What is expected: Below is a listing to write out in full, exactly as given, without its pictures.

## BEGIN

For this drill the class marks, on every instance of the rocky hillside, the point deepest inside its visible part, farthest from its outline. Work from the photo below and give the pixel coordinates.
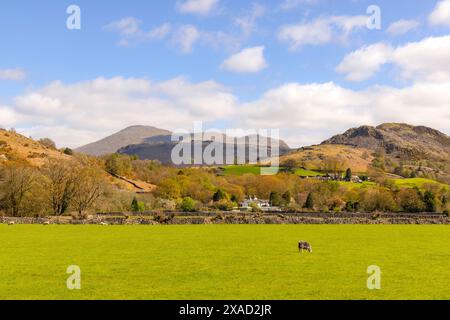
(15, 147)
(150, 143)
(160, 148)
(129, 136)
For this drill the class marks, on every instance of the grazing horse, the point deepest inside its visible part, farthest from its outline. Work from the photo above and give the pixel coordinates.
(303, 245)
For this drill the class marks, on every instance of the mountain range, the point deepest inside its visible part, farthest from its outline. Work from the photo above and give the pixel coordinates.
(151, 143)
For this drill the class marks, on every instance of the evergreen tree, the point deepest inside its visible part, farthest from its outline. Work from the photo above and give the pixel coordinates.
(309, 204)
(429, 198)
(275, 199)
(348, 175)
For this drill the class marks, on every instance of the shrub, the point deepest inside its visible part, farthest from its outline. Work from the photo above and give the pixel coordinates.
(48, 143)
(68, 151)
(188, 205)
(137, 206)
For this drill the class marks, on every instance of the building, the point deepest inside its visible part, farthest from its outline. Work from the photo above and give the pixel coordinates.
(252, 202)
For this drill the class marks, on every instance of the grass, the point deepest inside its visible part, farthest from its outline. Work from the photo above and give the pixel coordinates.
(308, 173)
(364, 184)
(240, 170)
(415, 182)
(224, 262)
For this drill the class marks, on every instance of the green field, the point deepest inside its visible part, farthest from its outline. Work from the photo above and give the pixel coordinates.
(241, 170)
(224, 262)
(415, 182)
(308, 173)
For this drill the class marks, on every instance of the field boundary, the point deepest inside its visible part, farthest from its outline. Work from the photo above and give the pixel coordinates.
(161, 219)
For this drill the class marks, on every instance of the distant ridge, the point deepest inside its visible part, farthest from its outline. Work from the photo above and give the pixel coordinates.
(129, 136)
(397, 139)
(150, 143)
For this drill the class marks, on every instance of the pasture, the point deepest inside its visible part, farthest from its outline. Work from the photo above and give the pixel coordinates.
(224, 262)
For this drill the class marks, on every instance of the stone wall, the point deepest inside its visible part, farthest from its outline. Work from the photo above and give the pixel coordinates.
(239, 219)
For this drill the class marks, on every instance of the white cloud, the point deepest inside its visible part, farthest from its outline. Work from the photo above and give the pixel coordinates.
(401, 27)
(440, 14)
(292, 4)
(201, 7)
(185, 38)
(363, 63)
(321, 31)
(131, 33)
(75, 114)
(248, 23)
(82, 112)
(428, 59)
(311, 113)
(248, 60)
(12, 74)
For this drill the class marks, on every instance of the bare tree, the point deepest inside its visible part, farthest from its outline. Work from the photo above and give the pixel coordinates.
(16, 182)
(334, 166)
(60, 184)
(88, 187)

## END

The answer:
For this drill the class marks, on every instance of the rocky hillside, the point deepest inside its visible part, farthest from its outline. Work from the photo below and give the pixel coordinates.
(15, 147)
(150, 143)
(160, 148)
(129, 136)
For this drill the class marks, on every instance of the grazing horse, the point deepest inside its visible part, farthest from its outline. Work from the photo above and give the pixel coordinates.
(303, 245)
For this drill the class marks, on every instance of the mountain range, the point deepest inside its visible part, farthest from its outline. Work from the photo above and give the pixel coordinates.
(151, 143)
For this drill the class marks, on every instance of the evergreen tree, the point deepest inside its visible part, farthest from its outline. Work from the photo above and give the pixel coordinates.
(309, 204)
(429, 198)
(275, 199)
(348, 175)
For this drill the class marks, on every instance of the shrub, the point deepest inside its visible part, farthest from its outline. Work from the photo above and give the pixel coordinates.
(48, 143)
(68, 151)
(188, 205)
(137, 206)
For this drill the class marks, on every instance of the building, the point deepest inside its visible part, farthest from its outline. Work from the photo above and give the pixel coordinates.
(252, 202)
For this drill the class marks, on every instance of the grass, the point deepest inside its visible part, farthest from its outline. Work from the photo above and give the pixel coordinates.
(308, 173)
(364, 184)
(240, 170)
(415, 182)
(224, 262)
For this drill the class marks, on every instance of the green field, the point deepest inside its visible part, farthest from its outline. Work from the photo above and give the pixel coordinates.
(241, 170)
(224, 262)
(415, 182)
(308, 173)
For this drill the class marks, on every instance of the field boundary, the point deepest inside its visible part, farthest from its outline. Work from the photo above and give the pixel coordinates.
(161, 219)
For this drill the class marks, on every instance of the distant ridge, the point deepest inside its visible part, farthest from its outline. Work from the photo above and give the pixel coordinates.
(129, 136)
(397, 139)
(150, 143)
For this drill the class marks, on every instance of the pasture, the point deepest inside its visible part, farthest from its outline. Work from the photo above and give the pixel coordinates.
(224, 262)
For this drill the class marks, on every instance of the stone wall, the point deepest inside its visible part, farthest from its outline. Work from the photo above and give the pixel coordinates.
(239, 219)
For this drill the class marks, on every instance of the white cloud, the point deepest inside its visible part, farthest from its outline. Work from the photo above and give the pixel coordinates.
(401, 27)
(440, 14)
(292, 4)
(201, 7)
(185, 38)
(363, 63)
(321, 31)
(131, 33)
(75, 114)
(248, 23)
(82, 112)
(428, 59)
(311, 113)
(248, 60)
(12, 74)
For this drill the class marks, on every instance of the bare tree, the point deepest inside its visible part, farthest from its outline. Work from the photo above and give the pixel coordinates.
(16, 182)
(334, 166)
(60, 184)
(88, 187)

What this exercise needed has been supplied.